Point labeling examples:
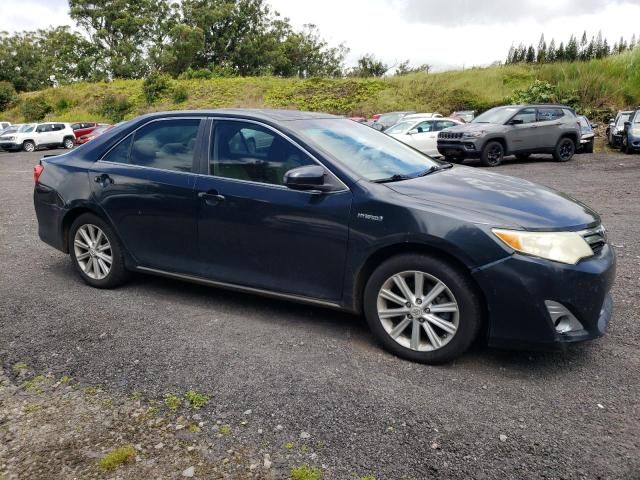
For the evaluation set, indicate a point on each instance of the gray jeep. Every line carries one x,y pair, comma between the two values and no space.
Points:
518,130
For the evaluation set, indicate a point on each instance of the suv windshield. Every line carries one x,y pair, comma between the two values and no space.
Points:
365,151
399,127
496,115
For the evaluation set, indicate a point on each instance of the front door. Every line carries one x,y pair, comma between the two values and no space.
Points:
145,185
522,134
254,231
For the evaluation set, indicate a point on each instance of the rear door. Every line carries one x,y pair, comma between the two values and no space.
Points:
145,185
523,135
549,120
256,232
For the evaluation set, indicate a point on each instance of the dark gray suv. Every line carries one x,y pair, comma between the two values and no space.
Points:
518,130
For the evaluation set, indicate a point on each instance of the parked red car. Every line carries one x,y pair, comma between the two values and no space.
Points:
83,128
99,130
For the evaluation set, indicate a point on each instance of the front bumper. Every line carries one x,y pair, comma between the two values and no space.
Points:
459,149
517,287
10,146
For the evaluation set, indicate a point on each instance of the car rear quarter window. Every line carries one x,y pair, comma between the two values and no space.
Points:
250,152
165,144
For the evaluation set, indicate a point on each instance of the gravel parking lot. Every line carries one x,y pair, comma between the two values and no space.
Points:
319,389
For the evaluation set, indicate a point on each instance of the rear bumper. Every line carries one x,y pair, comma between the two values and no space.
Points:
516,290
458,149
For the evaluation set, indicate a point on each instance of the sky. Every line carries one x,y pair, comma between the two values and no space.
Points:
446,34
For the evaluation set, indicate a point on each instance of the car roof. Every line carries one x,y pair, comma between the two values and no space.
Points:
274,115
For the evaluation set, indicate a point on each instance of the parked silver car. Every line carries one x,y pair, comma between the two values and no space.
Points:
518,130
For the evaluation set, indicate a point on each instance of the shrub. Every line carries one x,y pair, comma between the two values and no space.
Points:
35,109
154,86
7,95
180,94
114,107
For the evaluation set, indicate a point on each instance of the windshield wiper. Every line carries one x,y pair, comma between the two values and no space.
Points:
393,178
397,177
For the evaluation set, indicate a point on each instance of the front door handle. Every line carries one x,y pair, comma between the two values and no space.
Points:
211,197
103,180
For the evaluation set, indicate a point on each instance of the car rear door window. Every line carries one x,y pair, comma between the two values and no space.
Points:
548,114
250,152
527,115
165,144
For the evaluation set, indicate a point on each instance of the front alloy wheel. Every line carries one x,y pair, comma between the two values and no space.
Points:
422,308
93,251
418,311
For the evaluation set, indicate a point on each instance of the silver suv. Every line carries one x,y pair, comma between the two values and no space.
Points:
518,130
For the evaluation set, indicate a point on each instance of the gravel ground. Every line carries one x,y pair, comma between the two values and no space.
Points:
320,390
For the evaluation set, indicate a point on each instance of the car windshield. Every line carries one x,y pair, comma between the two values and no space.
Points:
365,151
400,127
496,115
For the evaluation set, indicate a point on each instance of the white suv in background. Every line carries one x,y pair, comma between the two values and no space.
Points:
32,136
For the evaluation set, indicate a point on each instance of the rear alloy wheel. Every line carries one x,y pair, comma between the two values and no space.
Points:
96,253
564,150
422,309
492,154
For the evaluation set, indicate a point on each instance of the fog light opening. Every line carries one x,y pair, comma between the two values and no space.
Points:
563,320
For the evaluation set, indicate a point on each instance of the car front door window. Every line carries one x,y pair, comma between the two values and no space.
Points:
245,151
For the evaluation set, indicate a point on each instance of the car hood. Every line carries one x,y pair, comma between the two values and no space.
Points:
499,199
477,127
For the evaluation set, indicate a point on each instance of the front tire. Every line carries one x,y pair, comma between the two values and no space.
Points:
96,252
422,309
492,154
565,149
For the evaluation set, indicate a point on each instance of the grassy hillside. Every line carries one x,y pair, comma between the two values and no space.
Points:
598,86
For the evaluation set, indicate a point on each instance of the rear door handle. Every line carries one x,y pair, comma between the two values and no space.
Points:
211,197
103,180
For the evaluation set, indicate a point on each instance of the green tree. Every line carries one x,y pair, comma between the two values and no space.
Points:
123,31
369,66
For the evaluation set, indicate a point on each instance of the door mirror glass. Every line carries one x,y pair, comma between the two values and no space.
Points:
309,177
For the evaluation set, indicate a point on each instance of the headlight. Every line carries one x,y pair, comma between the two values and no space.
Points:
472,134
565,247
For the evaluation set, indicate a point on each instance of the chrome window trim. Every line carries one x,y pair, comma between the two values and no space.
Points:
102,160
281,134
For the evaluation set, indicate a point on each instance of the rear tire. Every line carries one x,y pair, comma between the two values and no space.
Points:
492,154
565,149
458,303
96,252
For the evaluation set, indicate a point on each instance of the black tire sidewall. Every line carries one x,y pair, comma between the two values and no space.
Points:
485,153
118,273
556,153
458,282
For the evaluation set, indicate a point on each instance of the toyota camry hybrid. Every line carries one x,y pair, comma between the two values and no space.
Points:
316,208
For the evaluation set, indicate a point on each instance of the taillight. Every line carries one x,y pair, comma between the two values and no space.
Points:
37,171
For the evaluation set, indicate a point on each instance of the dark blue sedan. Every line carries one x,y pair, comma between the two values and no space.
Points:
319,209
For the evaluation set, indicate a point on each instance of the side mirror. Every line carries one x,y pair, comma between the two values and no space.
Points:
309,177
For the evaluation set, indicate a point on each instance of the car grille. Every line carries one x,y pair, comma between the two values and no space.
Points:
596,238
449,135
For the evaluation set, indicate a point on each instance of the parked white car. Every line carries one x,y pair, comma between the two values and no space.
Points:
32,136
421,133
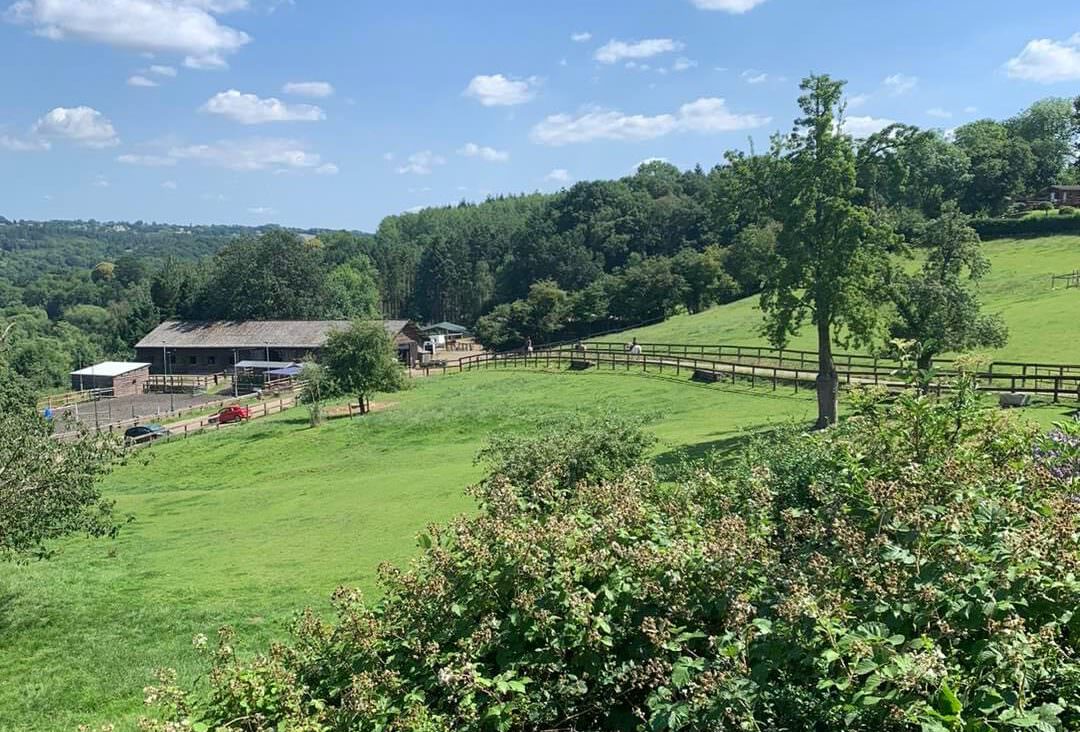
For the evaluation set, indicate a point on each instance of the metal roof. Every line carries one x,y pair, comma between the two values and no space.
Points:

- [TO DO]: Repeat everything from the line containing "of the metal" down to the end of the entries above, keeping every line unchanged.

- [WRITTEN RESPONSE]:
For the evaluation set, indicate a point on each instance of the metal roof. Every line carries one x,y pair, comma between the two values and no space.
Points:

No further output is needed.